◆ What to produce
Within the records below, filter for lines carrying the word "shoulder" and copy them.

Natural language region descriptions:
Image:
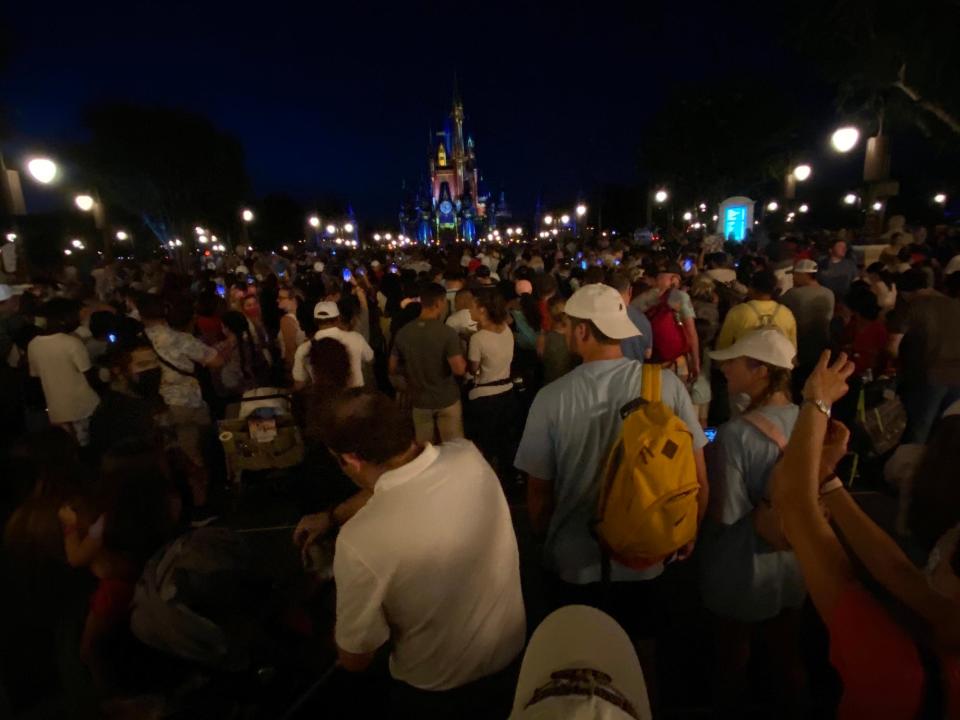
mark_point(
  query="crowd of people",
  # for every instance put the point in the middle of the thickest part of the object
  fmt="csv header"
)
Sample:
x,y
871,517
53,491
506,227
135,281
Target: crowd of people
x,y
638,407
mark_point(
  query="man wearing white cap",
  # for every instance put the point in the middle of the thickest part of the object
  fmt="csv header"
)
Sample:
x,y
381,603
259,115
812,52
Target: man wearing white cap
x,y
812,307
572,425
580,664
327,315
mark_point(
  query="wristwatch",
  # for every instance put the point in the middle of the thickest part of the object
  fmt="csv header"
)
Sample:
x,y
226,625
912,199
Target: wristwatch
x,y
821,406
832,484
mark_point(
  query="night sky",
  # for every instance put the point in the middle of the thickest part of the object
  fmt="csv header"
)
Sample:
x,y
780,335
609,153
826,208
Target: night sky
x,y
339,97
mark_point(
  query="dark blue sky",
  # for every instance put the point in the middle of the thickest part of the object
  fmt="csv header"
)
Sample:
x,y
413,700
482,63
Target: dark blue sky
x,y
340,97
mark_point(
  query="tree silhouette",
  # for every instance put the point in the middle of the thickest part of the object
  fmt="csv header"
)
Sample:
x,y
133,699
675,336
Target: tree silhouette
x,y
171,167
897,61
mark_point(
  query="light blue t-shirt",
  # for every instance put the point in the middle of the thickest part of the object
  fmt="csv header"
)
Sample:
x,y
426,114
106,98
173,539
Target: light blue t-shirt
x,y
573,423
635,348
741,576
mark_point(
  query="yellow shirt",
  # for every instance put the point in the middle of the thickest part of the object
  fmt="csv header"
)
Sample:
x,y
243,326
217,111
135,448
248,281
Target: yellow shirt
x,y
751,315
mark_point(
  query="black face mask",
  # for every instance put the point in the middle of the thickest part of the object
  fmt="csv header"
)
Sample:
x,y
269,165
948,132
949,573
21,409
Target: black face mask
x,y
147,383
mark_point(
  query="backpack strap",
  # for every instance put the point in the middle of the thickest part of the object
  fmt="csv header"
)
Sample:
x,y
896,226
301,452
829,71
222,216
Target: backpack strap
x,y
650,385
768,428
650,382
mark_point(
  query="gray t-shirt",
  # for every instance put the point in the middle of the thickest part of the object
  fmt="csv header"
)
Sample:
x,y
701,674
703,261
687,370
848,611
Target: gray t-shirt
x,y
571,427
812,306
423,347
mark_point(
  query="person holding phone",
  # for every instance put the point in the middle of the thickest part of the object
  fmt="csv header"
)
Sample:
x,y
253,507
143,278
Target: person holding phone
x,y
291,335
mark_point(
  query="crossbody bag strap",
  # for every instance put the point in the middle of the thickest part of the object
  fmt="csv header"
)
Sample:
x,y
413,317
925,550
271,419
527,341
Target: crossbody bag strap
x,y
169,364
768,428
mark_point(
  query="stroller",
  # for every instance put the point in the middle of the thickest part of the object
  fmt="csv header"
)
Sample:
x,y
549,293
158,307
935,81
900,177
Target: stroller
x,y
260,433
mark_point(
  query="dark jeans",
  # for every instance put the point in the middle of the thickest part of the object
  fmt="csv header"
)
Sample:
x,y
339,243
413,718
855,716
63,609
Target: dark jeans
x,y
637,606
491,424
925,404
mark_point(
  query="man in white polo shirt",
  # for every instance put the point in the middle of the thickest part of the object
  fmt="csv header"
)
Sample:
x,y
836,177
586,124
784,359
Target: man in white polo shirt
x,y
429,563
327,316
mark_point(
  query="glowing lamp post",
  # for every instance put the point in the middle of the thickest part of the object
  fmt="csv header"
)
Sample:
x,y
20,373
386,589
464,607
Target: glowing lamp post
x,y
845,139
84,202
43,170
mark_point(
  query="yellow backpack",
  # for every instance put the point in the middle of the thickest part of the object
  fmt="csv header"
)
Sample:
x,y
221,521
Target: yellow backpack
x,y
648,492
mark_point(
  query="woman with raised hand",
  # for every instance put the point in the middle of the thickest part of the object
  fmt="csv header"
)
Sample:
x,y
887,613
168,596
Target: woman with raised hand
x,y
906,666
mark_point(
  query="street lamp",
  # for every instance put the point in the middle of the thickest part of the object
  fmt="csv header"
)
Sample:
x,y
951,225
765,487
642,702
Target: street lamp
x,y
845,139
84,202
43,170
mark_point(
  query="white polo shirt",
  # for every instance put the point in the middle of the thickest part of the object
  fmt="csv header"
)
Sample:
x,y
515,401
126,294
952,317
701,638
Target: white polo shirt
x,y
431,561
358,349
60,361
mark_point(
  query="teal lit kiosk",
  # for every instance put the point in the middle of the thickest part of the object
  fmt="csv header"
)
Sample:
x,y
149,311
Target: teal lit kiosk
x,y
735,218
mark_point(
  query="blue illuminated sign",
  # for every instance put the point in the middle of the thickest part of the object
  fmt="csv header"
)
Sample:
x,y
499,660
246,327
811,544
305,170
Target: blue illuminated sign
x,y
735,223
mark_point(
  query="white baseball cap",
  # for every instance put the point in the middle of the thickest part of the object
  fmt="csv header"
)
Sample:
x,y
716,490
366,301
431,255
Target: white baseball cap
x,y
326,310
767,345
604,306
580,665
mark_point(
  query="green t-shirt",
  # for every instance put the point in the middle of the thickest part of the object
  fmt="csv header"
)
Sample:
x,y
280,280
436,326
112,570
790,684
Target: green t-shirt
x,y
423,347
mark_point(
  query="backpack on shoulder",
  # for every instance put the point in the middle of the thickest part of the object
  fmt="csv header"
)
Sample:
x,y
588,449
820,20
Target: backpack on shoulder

* * *

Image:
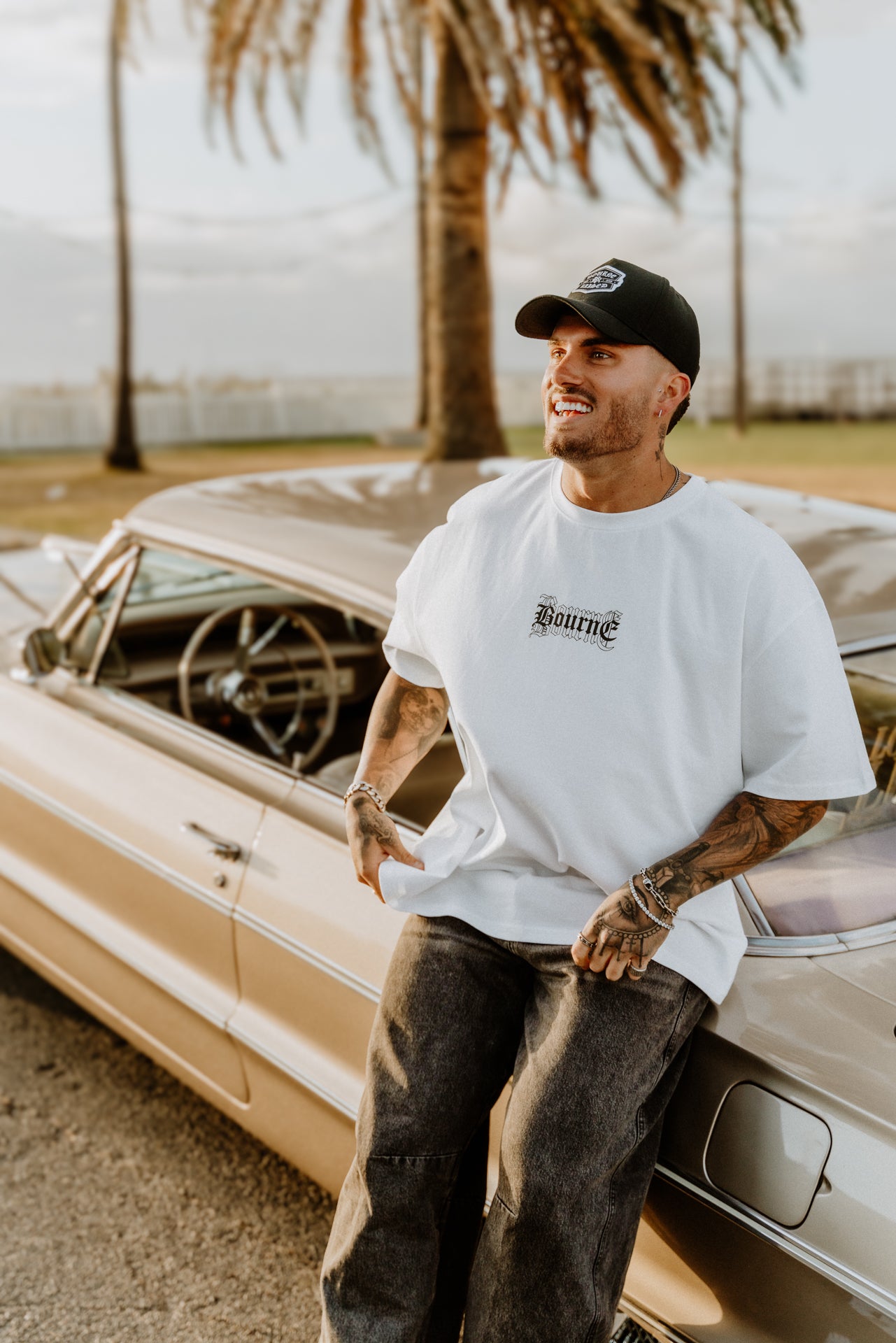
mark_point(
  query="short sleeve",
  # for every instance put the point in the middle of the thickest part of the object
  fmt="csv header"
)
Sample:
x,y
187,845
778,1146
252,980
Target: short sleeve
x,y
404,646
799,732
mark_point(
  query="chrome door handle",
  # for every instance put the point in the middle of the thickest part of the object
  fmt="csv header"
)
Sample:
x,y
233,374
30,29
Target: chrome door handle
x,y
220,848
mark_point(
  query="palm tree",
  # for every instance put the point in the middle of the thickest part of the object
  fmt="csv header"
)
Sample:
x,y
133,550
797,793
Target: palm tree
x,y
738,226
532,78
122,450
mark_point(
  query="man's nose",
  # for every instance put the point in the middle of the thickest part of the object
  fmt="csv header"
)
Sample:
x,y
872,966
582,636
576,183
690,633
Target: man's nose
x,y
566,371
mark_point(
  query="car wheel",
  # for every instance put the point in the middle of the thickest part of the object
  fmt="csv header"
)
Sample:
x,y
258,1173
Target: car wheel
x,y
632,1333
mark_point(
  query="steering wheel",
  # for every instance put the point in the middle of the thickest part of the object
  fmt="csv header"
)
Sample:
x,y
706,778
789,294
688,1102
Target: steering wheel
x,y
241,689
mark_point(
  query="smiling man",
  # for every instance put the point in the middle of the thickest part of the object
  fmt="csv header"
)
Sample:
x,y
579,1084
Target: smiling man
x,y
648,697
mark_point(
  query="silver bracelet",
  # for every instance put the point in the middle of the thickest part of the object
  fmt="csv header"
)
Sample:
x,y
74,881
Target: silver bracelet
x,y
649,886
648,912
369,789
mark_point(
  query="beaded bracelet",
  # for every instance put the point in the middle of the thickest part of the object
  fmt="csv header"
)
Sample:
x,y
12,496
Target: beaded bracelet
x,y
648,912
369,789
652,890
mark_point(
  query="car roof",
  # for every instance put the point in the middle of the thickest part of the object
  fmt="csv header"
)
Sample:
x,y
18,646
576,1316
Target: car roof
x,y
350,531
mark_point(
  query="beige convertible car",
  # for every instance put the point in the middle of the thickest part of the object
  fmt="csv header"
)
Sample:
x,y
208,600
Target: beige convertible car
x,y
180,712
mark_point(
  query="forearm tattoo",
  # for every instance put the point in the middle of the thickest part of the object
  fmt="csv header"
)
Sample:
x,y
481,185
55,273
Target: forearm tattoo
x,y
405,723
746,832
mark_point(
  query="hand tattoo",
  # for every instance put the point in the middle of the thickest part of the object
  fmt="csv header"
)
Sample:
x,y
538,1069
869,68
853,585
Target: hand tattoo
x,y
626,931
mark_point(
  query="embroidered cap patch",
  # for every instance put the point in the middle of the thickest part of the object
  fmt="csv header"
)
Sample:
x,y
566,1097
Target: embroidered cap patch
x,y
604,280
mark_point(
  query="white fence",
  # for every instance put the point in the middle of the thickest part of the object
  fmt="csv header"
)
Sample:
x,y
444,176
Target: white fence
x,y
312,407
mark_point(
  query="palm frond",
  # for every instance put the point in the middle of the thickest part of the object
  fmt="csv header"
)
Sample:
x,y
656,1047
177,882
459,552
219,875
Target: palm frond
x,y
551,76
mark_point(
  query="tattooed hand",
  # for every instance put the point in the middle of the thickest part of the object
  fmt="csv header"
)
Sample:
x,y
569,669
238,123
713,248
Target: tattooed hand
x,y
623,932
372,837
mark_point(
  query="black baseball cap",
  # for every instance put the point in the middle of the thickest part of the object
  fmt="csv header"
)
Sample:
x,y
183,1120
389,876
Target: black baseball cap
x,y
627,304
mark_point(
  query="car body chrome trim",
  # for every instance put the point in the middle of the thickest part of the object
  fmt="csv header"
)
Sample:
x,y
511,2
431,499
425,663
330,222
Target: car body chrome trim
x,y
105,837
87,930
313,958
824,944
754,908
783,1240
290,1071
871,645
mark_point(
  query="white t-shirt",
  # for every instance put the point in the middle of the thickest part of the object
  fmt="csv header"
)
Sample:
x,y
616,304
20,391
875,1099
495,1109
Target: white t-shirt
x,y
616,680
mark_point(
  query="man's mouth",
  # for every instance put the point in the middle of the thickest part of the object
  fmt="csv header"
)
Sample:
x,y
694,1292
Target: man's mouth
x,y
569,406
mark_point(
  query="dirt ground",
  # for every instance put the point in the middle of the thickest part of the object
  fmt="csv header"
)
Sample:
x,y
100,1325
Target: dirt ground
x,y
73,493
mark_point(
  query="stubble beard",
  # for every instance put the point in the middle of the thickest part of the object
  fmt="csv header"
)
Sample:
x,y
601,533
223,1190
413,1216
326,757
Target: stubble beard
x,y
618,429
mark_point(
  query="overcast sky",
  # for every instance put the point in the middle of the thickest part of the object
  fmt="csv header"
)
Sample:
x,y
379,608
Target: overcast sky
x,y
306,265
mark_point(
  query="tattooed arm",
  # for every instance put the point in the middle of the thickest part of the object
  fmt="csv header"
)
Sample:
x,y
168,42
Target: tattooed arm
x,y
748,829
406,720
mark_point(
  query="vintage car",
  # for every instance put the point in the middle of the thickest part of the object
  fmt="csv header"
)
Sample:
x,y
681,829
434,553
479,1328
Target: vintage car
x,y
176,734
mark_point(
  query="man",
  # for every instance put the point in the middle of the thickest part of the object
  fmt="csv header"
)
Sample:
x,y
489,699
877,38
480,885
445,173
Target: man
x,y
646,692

---

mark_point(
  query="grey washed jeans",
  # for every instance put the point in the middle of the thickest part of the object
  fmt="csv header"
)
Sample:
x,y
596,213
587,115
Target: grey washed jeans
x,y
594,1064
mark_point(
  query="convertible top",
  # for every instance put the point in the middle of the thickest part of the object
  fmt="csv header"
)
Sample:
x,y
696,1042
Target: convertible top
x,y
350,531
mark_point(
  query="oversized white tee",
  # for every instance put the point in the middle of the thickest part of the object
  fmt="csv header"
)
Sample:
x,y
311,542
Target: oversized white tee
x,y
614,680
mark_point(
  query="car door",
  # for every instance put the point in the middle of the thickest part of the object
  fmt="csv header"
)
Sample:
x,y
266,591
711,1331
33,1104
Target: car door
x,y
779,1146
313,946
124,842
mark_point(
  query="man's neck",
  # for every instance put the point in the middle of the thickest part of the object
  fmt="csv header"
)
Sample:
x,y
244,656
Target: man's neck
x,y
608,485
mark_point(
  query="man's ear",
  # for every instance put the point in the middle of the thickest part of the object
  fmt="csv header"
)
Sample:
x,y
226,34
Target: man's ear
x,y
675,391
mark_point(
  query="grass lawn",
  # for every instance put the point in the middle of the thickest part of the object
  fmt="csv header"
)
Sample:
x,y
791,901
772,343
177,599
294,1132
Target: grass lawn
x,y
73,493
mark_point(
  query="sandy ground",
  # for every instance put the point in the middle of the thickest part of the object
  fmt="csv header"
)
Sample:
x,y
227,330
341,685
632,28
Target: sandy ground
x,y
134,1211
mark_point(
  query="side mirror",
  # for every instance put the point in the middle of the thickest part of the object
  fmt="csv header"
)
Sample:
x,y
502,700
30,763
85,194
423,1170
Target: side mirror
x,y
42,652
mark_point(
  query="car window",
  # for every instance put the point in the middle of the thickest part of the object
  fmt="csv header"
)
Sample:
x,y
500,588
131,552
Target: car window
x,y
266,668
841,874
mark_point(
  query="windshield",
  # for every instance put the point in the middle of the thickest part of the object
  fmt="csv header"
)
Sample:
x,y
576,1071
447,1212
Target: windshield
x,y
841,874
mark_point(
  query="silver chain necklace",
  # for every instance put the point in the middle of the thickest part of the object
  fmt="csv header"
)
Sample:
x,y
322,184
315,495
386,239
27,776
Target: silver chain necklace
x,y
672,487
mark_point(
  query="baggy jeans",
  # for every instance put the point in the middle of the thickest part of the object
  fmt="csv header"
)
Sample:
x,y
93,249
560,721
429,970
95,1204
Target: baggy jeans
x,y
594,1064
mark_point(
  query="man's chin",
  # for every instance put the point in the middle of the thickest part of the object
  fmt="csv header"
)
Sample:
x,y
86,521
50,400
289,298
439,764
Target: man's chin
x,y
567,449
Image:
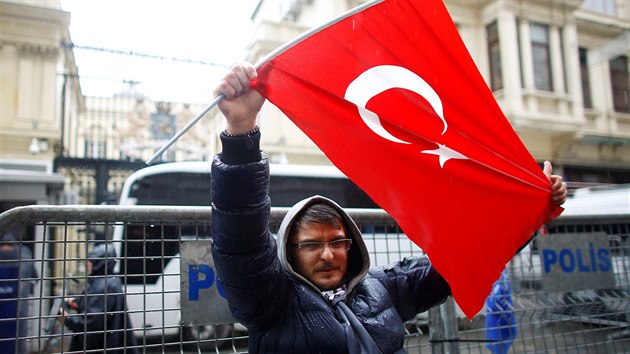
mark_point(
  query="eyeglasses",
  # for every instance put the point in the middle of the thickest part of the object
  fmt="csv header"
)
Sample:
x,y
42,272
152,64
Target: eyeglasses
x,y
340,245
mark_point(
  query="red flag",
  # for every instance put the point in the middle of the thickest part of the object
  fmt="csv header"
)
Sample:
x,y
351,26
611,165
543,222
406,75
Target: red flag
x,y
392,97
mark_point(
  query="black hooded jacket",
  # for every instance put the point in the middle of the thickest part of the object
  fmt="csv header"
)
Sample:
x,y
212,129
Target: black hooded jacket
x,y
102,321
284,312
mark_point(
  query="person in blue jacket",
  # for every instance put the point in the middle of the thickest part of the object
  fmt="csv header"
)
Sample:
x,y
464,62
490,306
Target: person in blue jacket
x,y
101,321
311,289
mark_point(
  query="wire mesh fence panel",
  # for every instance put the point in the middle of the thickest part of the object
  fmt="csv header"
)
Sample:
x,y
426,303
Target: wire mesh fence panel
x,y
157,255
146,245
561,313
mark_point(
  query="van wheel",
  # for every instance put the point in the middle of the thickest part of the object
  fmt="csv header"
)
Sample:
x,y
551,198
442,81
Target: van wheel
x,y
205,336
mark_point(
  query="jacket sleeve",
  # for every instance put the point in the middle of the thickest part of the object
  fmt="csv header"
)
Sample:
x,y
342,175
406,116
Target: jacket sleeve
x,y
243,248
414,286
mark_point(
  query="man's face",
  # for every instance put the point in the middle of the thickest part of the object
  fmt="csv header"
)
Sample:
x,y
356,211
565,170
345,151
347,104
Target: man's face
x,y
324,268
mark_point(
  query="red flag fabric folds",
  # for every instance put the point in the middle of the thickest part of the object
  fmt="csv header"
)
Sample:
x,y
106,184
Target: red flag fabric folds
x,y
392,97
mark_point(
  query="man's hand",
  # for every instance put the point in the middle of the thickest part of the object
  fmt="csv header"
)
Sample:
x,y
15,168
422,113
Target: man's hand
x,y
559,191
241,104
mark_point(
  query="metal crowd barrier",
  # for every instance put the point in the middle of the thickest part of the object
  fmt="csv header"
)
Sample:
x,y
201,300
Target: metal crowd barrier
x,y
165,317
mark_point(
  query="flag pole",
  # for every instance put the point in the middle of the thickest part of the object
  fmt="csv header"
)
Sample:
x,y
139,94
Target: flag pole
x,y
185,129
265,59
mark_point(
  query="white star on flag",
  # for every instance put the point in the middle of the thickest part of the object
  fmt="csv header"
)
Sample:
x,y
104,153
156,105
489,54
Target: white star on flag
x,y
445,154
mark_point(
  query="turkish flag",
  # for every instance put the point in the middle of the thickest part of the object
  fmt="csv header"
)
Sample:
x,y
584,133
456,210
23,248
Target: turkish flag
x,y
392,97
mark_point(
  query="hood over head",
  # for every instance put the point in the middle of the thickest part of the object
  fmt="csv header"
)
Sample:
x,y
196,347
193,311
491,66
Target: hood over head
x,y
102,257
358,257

◆ Solution for this problem
  query="backpack on shoulder",
Target: backpack on shoulder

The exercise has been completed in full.